··· SELECTED EXTRACT ···
Create a Python virtual environment and install Python dependencies
Clone llama.cpp
Build llama.cpp with your selected GPU backend
Install llama-cpp-python bindings with matching backend flags

Backend Selection

Choice	Backend	Requirements
1	CUDA (NVIDIA)	NVIDIA drivers, CUDA toolkit
2	ROCm (AMD)	AMD drivers, HIP toolkit
3	Vulkan	Vulkan drivers
4	CPU only	None

Scripts

1. scripts/generate-data.sh

Generates synthetic training data using a GGUF model via llama.cpp. Run this if you need to create or extend a training dataset.

Edit synthetic-data.py:

Variable	Description	Example
`GGUF_MODEL_PATH`	Path to the GGUF model used for generation	`./path/to/model.gguf`
`INPUT_PARQUET_PATH`	Path to existing training data to extend	`./data/train.parquet`
`OUTPUT_PARQUET_PATH`	Path to save the combined dataset	`./data/output.parquet`
`NEW_ROWS_COUNT`	Number of synthetic records to generate	`100`

bash scripts/generate-data.sh

2. scripts/finetune.sh

Fine-tunes a model using Unsloth with LoRA adapters. Saves LoRA weights to ./model/.

Edit finetune.py:

Variable	Description	Example
`DATA_PATH`	Path to training Parquet file	`./data/output.parquet`
`OUTPUT_DIR`	Directory to save LoRA adapters	`./model`
`BATCH_SIZE`	Per-device batch size	`2`
`GRADIENT_ACCUMULATION_STEPS`	Gradient accumulation steps	`8`
`LEARNING_RATE`	Training learning rate	`2e-4`
`MAX_LENGTH`	Maximum sequence length	`4096`
`TRAIN_EPOCHS`	Number of training epochs	`1`
`model_name` (line 74)	Base model to fine-tune	`"unsloth/Llama-3.2-3B-Instruct"`

bash scripts/finetune.sh

3. scripts/merge-and-convert.sh

Merges LoRA adapters into the base model, saves the merged model, then converts to GGUF format using llama.cpp.
···
* [EXERCISE INSTRUCTIONS]
1 - Reproduce a passage of the fine-tuning guide word for word, starting with "1. scripts/generate-data.sh" and going on through "a training dataset.".
2 - Extend the fine-tuning guide with the section that would follow its final sentence.
The material that comes next has no connection to the fine-tuning guide.
··· DATASET EXCERPT ···
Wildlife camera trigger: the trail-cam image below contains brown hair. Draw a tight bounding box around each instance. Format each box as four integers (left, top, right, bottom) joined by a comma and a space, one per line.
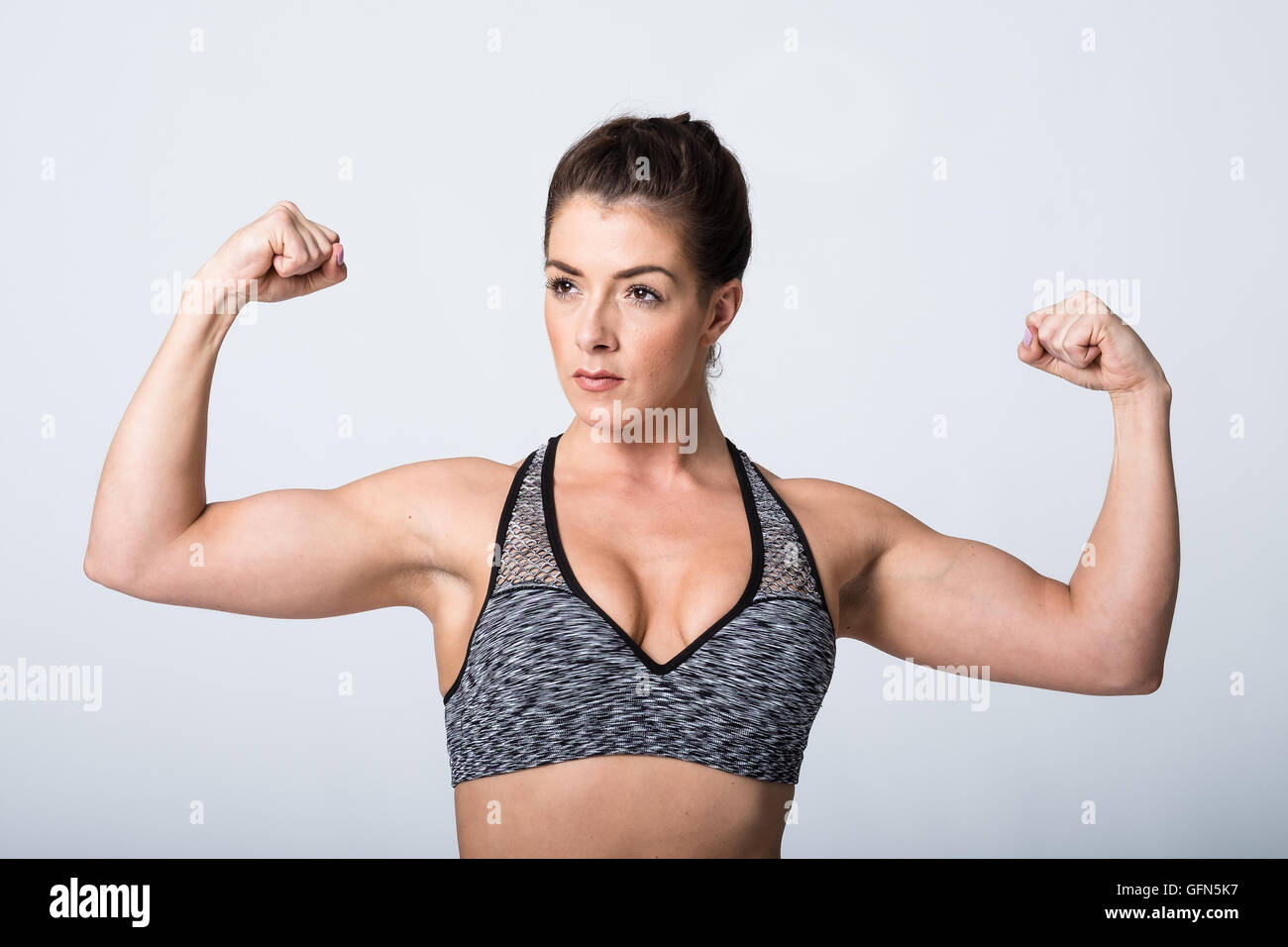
···
* [TASK ANSWERS]
1 -
1. scripts/generate-data.sh

Generates synthetic training data using a GGUF model via llama.cpp. Run this if you need to create or extend a training dataset.

2 -
Edit merge.py:

Variable	Description	Example
`BASE_MODEL_PATH`	Path to the base model	`""` (empty to load from HuggingFace)
`LORA_DIR`	Path to LoRA adapters	`./model`
`MERGED_MODEL_PATH`	Output directory for merged model	`./merged_model`

bash scripts/merge-and-convert.sh

4. scripts/run-model.sh

Runs the converted GGUF model using llama.cpp's CLI interface for inference.

Edit run-model.sh:

Variable	Description	Example
Model path	Path to the GGUF file	`./merged_model/model.gguf`

bash scripts/run-model.sh

Output Structure

./model/                  ← LoRA adapters (from finetune.sh)
./merged_model/           ← Merged HF model + GGUF file (from merge-and-convert.sh)
llama.cpp/                ← llama.cpp repository (created by setup.sh)
scripts/                  ← Individual pipeline step scripts
setup.sh                  ← Setup script (venv + llama.cpp build)
run-pipeline.sh           ← Run full pipeline (finetune → merge/convert → run)

Troubleshooting

llama.cpp build fails

See the official build guide: https://github.com/ggml-org/llama.cpp/blob/master/docs/build.md

Common issues:

CUDA: Ensure NVIDIA drivers and CUDA toolkit are installed
ROCm: Ensure AMD drivers and HIP toolkit are installed
Vulkan: Ensure Vulkan drivers and SDK are installed
cmake: Install via sudo apt install cmake (Debian/Ubuntu)

Out of memory during training

Reduce BATCH_SIZE in finetune.py
Increase GRADIENT_ACCUMULATION_STEPS to compensate
Reduce MAX_LENGTH to fit shorter sequences
Set load_in_4bit=True in finetune.py (line 77)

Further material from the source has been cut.